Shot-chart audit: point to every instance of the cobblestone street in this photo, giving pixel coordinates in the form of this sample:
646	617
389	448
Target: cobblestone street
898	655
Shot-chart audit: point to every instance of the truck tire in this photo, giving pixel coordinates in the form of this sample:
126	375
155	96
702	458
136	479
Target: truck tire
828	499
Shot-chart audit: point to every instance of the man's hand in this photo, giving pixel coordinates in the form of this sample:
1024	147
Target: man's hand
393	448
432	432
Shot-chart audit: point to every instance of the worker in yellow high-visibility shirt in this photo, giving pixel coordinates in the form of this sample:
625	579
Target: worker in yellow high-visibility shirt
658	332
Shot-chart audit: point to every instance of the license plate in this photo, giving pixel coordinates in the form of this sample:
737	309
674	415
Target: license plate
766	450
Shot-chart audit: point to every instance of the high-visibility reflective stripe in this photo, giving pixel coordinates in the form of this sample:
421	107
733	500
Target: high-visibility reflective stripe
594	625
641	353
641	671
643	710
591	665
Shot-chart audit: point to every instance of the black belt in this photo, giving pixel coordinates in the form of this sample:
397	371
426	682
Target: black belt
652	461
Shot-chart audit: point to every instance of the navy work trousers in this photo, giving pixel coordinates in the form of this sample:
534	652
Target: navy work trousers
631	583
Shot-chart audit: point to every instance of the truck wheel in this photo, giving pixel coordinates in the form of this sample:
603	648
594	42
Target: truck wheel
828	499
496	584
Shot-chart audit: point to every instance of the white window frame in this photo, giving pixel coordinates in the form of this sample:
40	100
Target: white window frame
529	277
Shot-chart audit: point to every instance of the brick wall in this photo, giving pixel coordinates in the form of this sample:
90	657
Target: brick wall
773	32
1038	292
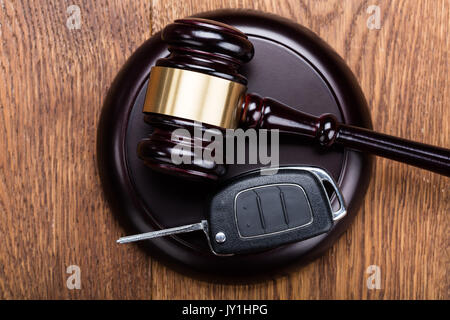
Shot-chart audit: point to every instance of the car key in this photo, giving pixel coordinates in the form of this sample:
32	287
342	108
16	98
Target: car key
262	210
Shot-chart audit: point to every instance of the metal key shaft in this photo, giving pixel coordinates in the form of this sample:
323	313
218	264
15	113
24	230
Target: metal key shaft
202	225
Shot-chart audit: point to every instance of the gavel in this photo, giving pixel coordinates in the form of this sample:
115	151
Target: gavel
198	86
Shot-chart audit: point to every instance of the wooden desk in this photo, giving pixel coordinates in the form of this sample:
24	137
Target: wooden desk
52	211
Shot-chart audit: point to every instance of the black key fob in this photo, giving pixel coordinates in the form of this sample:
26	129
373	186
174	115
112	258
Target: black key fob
262	210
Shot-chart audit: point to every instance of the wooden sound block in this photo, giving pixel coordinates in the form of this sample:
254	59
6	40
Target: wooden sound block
291	64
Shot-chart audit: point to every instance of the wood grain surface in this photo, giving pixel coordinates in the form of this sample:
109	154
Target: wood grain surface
53	214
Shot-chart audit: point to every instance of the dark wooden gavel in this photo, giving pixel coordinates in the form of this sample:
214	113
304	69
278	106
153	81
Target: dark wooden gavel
200	81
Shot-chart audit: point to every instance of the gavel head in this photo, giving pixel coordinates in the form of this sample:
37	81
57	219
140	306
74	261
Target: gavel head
198	87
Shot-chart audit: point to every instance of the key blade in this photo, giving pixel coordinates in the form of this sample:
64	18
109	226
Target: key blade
203	225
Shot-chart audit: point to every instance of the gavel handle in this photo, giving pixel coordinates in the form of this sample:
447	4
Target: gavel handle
326	130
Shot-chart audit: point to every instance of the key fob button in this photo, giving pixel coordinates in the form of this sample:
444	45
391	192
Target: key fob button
270	209
248	214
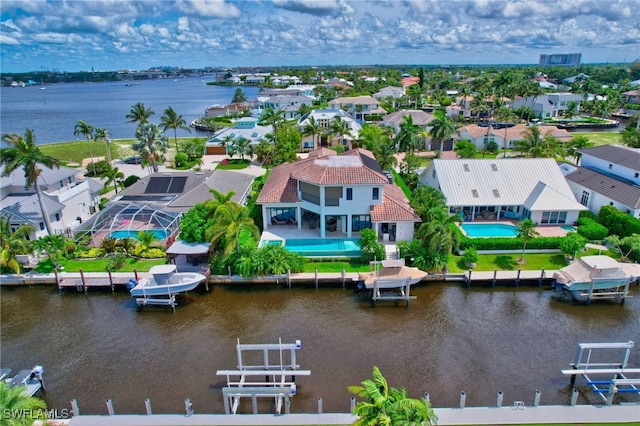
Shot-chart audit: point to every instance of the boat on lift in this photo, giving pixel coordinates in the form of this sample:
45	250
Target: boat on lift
165	280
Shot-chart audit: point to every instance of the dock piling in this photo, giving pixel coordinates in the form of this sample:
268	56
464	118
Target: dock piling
74	407
188	405
574	396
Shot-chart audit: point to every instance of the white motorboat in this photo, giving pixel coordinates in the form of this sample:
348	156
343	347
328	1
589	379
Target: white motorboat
593	275
166	281
393	274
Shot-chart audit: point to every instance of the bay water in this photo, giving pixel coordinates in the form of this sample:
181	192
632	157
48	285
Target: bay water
450	339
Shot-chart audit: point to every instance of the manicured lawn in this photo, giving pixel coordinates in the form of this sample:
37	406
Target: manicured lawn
335	267
98	265
601	138
508	262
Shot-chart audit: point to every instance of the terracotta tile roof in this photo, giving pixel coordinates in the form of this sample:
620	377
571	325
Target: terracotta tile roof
394	208
357	166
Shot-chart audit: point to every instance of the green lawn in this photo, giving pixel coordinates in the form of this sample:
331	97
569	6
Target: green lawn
98	265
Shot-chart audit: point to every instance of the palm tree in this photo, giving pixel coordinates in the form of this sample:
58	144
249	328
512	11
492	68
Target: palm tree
527	231
576	144
389	406
115	176
385	155
26	154
139	114
103	134
85	129
274	118
442	128
13	243
14	399
151	144
312	128
171	120
340	128
407	138
229	221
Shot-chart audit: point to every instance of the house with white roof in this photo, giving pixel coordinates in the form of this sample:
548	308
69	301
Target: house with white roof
358	106
325	119
548	105
339	194
506	135
516	188
609	175
68	201
245	127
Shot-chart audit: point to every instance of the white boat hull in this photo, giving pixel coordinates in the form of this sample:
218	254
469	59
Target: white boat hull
178	283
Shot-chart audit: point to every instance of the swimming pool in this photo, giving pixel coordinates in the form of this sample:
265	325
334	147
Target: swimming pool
161	234
484	230
316	247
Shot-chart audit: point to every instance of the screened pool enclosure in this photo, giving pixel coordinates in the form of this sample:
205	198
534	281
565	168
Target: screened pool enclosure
126	220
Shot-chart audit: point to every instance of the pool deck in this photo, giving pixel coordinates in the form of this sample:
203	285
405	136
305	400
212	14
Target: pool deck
543	230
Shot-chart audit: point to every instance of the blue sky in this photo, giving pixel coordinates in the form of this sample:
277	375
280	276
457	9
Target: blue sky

+---+

▶ WHAT TO PRODUCE
Show all lines from the data that contain "blue".

▶ COMPLETED EXERCISE
Shot-chart audit: point to every instance of the blue sky in this photo, giving pixel coordinates in the form of this sample:
Target: blue sky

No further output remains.